▶ [GOAL]: Rewrite every entry below with each "integer pixels" changed to "whole-pixel units" and nothing else altered. Leave the pictures out of your output.

▶ [SUPPLIED DATA]:
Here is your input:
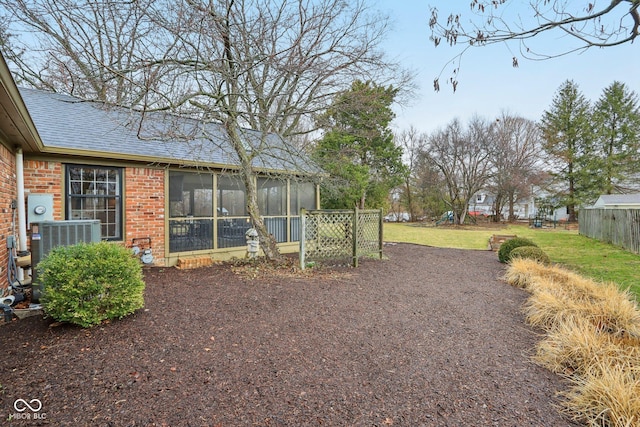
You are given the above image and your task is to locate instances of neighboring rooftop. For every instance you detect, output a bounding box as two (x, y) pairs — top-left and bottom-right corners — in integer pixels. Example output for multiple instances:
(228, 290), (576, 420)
(593, 193), (640, 208)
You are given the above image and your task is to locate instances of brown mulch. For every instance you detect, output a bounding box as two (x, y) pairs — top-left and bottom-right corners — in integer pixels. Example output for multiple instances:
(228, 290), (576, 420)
(0, 244), (576, 427)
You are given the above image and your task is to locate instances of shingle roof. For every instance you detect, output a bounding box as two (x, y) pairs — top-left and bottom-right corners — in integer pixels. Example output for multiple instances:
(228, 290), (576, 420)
(20, 88), (318, 173)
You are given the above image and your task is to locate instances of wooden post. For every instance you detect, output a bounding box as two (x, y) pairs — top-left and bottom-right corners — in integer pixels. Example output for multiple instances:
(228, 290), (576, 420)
(378, 209), (384, 259)
(351, 207), (358, 267)
(298, 208), (307, 270)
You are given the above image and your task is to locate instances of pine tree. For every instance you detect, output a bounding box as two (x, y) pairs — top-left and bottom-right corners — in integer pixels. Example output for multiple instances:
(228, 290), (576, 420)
(315, 81), (404, 208)
(592, 81), (640, 194)
(541, 80), (593, 221)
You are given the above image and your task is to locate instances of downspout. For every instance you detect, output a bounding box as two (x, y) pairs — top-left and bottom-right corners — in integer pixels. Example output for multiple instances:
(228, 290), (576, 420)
(16, 148), (27, 281)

▶ [FINISHED EXERCISE]:
Here is your input:
You are given the above image and your task is to locate instances of neighboring rooftop. For every instance you detect, output a bounding box as two (x, y) pairs — top-left and bottom-right corners — in whole-pixel units. Example output for multiple instances:
(228, 290), (576, 420)
(593, 193), (640, 208)
You are given the above image and your task is to locate instances of brown mulch. For every instance you detect, output a bounding box as two (x, y) pairs — top-left and bottom-right corners — in whole-pixel units. Example output for multiple instances:
(228, 290), (576, 420)
(0, 244), (576, 427)
You are given the above image and your task is to locate instances of shingle roof. For every instance you detect, output a bounding box as two (x, y) pairs — top-left and bottom-right corners — in whole-pixel units. Example output for multiple instances:
(228, 290), (576, 420)
(20, 88), (318, 173)
You are given the above image and your task is to locate instances of wooden post. For every instance you detect, output a bounding box as two (x, y) pairs — top-left and bottom-right corners — in whole-pixel units. Example output for multiple instances:
(228, 290), (576, 420)
(378, 209), (384, 259)
(351, 207), (358, 267)
(298, 208), (307, 270)
You are given the above image and your task is to locate instances of pine tree. For every instance you detect, output a bounding box as two (x, y) pairs — top-left and bottom-right corners — in whole-pixel units. Example output for multiple instances:
(228, 290), (576, 420)
(315, 81), (404, 208)
(592, 81), (640, 194)
(541, 80), (593, 221)
You are given the above image and your task is to locate instances of downspout. For every instance you detect, output a bounding box as two (x, y) pairs — top-left and bottom-right corners — in whole-pixel units. Example output for multiple instances:
(228, 290), (576, 420)
(16, 148), (27, 281)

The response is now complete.